Pointing and labeling entries:

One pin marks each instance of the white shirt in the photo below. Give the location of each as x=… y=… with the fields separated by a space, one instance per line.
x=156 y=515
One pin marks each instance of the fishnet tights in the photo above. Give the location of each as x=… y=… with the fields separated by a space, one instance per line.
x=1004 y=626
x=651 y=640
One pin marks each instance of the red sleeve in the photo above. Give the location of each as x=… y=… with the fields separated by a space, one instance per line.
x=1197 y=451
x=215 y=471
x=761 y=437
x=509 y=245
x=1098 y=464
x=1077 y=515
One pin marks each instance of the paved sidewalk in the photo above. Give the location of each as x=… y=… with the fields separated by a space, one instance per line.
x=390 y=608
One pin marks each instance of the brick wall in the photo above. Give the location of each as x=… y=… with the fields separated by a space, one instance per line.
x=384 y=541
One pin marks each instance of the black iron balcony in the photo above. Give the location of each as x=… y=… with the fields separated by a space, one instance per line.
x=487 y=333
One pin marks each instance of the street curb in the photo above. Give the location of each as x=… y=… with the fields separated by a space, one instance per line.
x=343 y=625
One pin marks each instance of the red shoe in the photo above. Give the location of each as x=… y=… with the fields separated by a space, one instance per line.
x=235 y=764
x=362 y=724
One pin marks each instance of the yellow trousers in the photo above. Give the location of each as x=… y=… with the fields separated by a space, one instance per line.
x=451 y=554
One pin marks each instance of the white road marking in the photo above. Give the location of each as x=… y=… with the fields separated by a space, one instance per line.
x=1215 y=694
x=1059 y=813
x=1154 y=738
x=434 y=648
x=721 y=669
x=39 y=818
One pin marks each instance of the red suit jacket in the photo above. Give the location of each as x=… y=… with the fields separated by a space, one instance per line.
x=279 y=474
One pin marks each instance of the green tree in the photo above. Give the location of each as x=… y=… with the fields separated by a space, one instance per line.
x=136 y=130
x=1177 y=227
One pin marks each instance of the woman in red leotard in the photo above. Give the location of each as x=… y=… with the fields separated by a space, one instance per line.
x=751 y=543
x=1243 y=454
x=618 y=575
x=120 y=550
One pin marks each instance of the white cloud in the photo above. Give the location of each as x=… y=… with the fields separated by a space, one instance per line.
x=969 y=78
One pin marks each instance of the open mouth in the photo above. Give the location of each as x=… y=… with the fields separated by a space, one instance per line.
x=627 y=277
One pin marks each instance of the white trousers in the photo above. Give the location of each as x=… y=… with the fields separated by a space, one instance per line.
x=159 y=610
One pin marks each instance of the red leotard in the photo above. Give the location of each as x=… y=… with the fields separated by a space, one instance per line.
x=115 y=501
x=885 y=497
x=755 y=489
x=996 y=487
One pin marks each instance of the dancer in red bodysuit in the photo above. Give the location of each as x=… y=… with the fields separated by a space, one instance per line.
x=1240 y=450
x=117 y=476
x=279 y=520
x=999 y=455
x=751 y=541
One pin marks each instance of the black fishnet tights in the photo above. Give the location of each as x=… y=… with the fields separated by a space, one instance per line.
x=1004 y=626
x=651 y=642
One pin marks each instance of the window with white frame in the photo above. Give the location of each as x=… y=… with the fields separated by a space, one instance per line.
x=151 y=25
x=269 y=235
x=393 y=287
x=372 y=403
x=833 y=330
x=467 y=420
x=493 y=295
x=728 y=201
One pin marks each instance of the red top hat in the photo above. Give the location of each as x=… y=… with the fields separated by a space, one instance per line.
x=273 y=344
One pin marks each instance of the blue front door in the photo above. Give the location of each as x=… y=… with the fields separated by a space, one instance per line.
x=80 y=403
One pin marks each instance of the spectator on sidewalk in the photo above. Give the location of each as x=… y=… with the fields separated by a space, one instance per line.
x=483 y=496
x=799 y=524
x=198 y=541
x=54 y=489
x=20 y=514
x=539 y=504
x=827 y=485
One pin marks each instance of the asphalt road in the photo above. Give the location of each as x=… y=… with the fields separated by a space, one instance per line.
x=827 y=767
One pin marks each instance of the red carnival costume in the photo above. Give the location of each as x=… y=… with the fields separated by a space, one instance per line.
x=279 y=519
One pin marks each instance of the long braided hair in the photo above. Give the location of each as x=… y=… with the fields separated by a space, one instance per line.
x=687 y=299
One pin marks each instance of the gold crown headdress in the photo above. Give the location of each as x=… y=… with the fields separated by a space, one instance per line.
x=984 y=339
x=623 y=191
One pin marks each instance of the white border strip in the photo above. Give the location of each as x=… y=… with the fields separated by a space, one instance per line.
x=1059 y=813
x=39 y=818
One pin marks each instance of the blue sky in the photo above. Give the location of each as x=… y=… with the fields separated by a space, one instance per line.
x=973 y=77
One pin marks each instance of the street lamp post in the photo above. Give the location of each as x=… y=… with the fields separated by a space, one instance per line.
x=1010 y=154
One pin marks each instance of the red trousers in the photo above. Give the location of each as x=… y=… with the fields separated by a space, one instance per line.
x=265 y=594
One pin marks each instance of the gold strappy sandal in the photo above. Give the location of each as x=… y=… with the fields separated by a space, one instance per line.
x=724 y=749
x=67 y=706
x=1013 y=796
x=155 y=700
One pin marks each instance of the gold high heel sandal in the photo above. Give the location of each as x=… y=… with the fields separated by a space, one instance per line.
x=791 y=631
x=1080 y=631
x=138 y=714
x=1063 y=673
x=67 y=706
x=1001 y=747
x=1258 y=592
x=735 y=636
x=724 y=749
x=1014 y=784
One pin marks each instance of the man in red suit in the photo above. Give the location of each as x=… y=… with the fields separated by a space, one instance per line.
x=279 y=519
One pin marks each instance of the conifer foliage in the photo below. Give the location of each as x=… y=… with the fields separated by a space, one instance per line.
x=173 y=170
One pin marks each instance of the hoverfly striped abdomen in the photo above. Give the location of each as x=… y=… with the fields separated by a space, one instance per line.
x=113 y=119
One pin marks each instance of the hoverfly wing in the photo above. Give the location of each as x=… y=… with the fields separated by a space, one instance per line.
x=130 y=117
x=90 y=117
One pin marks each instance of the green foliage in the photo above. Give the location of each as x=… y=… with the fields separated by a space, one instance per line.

__What to produce__: Rewrite every line of the items above as a Markdown table with two columns, Row for a running row number and Line for the line itself. Skip any blank lines.

__Expected output__:
| Row | Line |
|---|---|
| 1 | One pin marks each instance of the white shirt in the photo below. Give the location of each as x=… y=… with the fields separated by a space, one instance per line. |
| 2 | x=156 y=515 |
| 3 | One pin marks each instance of the fishnet tights in the photo above. Give the location of each as x=… y=… with the fields separated by a space, one instance per line. |
| 4 | x=1004 y=626 |
| 5 | x=651 y=640 |
| 6 | One pin marks each instance of the red sleeve in the photo above. Give the location of each as x=… y=… with the fields separated by a space, one instance per line. |
| 7 | x=1197 y=451 |
| 8 | x=215 y=471 |
| 9 | x=761 y=437 |
| 10 | x=509 y=245 |
| 11 | x=1098 y=464 |
| 12 | x=1077 y=515 |
| 13 | One pin marks each instance of the paved sidewalk in the photo above. Give the location of each as x=… y=… with the fields separated by a space, one instance per line. |
| 14 | x=390 y=608 |
| 15 | One pin marks each instance of the brick wall in the photo above. Give the location of each as x=… y=… with the fields separated by a space, one instance per line. |
| 16 | x=384 y=541 |
| 17 | One pin marks each instance of the black iron balcony in the photo above. Give the location of each as x=… y=… with the fields separated by a space, one instance per line. |
| 18 | x=487 y=333 |
| 19 | One pin marks each instance of the street curb in the photo above. Give the location of each as x=… y=… with the fields separated by a space, one instance per line. |
| 20 | x=343 y=625 |
| 21 | One pin marks each instance of the red shoe in the photo above. Give the location of each as x=… y=… with the fields separated by a space, one instance per line. |
| 22 | x=235 y=764 |
| 23 | x=362 y=724 |
| 24 | One pin marks each instance of the yellow trousers in the photo above. Give the location of each as x=… y=… with the fields separated by a space, one instance per line. |
| 25 | x=451 y=554 |
| 26 | One pin marks each instance of the white road marking in the photo above. Give the location of each as x=… y=… with the fields separated by a space, one instance per line. |
| 27 | x=1215 y=694 |
| 28 | x=1059 y=813 |
| 29 | x=1154 y=738 |
| 30 | x=434 y=648 |
| 31 | x=721 y=669 |
| 32 | x=39 y=818 |
| 33 | One pin marks each instance of the red suit jacket in the photo above. Give the location of each as x=… y=… with the fields separated by a space, one instance per line. |
| 34 | x=279 y=474 |
| 35 | One pin marks each instance of the green tree in the photo above. Give the location of each as x=… y=… with the fields separated by a space, one instance per line. |
| 36 | x=136 y=130 |
| 37 | x=1177 y=227 |
| 38 | One pin marks each instance of the woman in red leotard in the photo above. Give the location of each as x=… y=… with the fields separated by a space, one instance per line. |
| 39 | x=751 y=543 |
| 40 | x=1243 y=454 |
| 41 | x=618 y=575 |
| 42 | x=120 y=550 |
| 43 | One pin marks each instance of the white cloud in the photo above. Give the location of each as x=… y=… with the fields separated by a space, one instance per line. |
| 44 | x=969 y=78 |
| 45 | One pin marks each instance of the open mouth in the photo above. Give the location of each as x=… y=… with the fields separated by a space, one instance per line. |
| 46 | x=627 y=277 |
| 47 | One pin marks each instance of the white trousers in the photo above. Give the location of each as x=… y=… with the fields separated by a space, one instance per line. |
| 48 | x=159 y=610 |
| 49 | One pin marks each instance of the red leotard in the photo above. Give the location of each as x=… y=… with the fields separated by a space, one instance per line. |
| 50 | x=115 y=501 |
| 51 | x=885 y=497 |
| 52 | x=755 y=489 |
| 53 | x=996 y=487 |
| 54 | One pin marks each instance of the dancer in red bodysuit in the photo above. Give the location of each as x=… y=… with the fields separated by a space, one instance per line. |
| 55 | x=1240 y=450 |
| 56 | x=117 y=476 |
| 57 | x=279 y=520 |
| 58 | x=999 y=455 |
| 59 | x=751 y=541 |
| 60 | One pin marks each instance of the black fishnet tights in the photo above. Give the location of each as x=… y=… with the fields separated by a space, one instance per line. |
| 61 | x=1004 y=626 |
| 62 | x=651 y=642 |
| 63 | One pin marks each instance of the window with white frame in the photo above. Give the location of each as x=… y=… with the fields separated by a space, one instance per line. |
| 64 | x=151 y=25 |
| 65 | x=269 y=235 |
| 66 | x=393 y=287 |
| 67 | x=372 y=403 |
| 68 | x=833 y=330 |
| 69 | x=467 y=420 |
| 70 | x=493 y=295 |
| 71 | x=728 y=201 |
| 72 | One pin marks each instance of the red top hat in the photo above. Give the location of each as x=… y=… with the fields separated by a space, one instance per line. |
| 73 | x=273 y=344 |
| 74 | One pin marks each instance of the blue front door in the photo above. Give the location of each as x=… y=… with the fields separated by a space, one instance per line. |
| 75 | x=80 y=403 |
| 76 | One pin marks each instance of the spectator on sidewalk in the photo above. Give the location of each as x=… y=… with the fields separated by a space, one instance per line. |
| 77 | x=483 y=496 |
| 78 | x=799 y=524 |
| 79 | x=198 y=541 |
| 80 | x=54 y=489 |
| 81 | x=20 y=514 |
| 82 | x=539 y=504 |
| 83 | x=827 y=485 |
| 84 | One pin marks each instance of the asphalt road in the photo above. Give the location of each as x=… y=… with the fields separated by a space, one instance per line. |
| 85 | x=827 y=767 |
| 86 | One pin marks each instance of the red carnival costume in the photo above. Give the location of each as x=… y=… with the fields separated by a space, one instance per line. |
| 87 | x=279 y=519 |
| 88 | One pin marks each instance of the long braided hair in the photo above. Give the location of each as x=… y=… with the fields separated by a space, one instance per line. |
| 89 | x=687 y=299 |
| 90 | One pin marks each instance of the gold crown headdress in the photo above. Give the location of each as x=… y=… with the fields separated by a space, one instance per line. |
| 91 | x=984 y=339 |
| 92 | x=623 y=191 |
| 93 | One pin marks each instance of the white border strip in the photo above. Give the location of each as x=… y=… with the fields separated by a space, one instance per line. |
| 94 | x=1059 y=813 |
| 95 | x=39 y=818 |
| 96 | One pin marks each instance of the blue sky in the photo above. Give the location of each as x=… y=… with the fields separated by a space, one instance per line. |
| 97 | x=973 y=77 |
| 98 | One pin marks each instance of the street lamp post in the photo above. Give the location of each as x=… y=… with the fields separated by a space, one instance per line. |
| 99 | x=1010 y=154 |
| 100 | One pin marks each instance of the red trousers in the photo above. Give the location of each as x=… y=… with the fields separated by a space, one instance per line. |
| 101 | x=265 y=594 |
| 102 | One pin marks each instance of the gold strappy sandal in the photo above. Give the location of each as x=… y=… with the fields separated by a space, one instance per line. |
| 103 | x=724 y=749 |
| 104 | x=67 y=706 |
| 105 | x=1013 y=796 |
| 106 | x=155 y=700 |
| 107 | One pin marks each instance of the gold high heel sandal in the photo above. Give the location of each as x=… y=… with the fields separated by a space, one instance per line. |
| 108 | x=791 y=631 |
| 109 | x=1080 y=631 |
| 110 | x=138 y=714 |
| 111 | x=1063 y=673 |
| 112 | x=67 y=706 |
| 113 | x=1001 y=747 |
| 114 | x=1258 y=592 |
| 115 | x=735 y=636 |
| 116 | x=724 y=749 |
| 117 | x=1014 y=784 |
| 118 | One pin marks each instance of the man in red suit in the photo above. Give the location of each as x=… y=… with the fields separated by a space, one instance per line. |
| 119 | x=279 y=519 |
| 120 | One pin marks each instance of the conifer foliage in the photo below. Give the location of each as x=… y=… with the fields separated by a space, one instance per line. |
| 121 | x=173 y=170 |
| 122 | One pin marks each instance of the hoverfly striped abdomen in the photo above. Give the location of each as x=… y=… with the fields separated by a space, one instance per line. |
| 123 | x=113 y=119 |
| 124 | One pin marks each instance of the hoverfly wing in the photo above. Give the location of each as x=… y=… with the fields separated by a space, one instance per line. |
| 125 | x=130 y=117 |
| 126 | x=90 y=117 |
| 127 | One pin marks each instance of the green foliage in the photo above. Give the location of each as x=… y=… with the fields separated by a space, one instance per line. |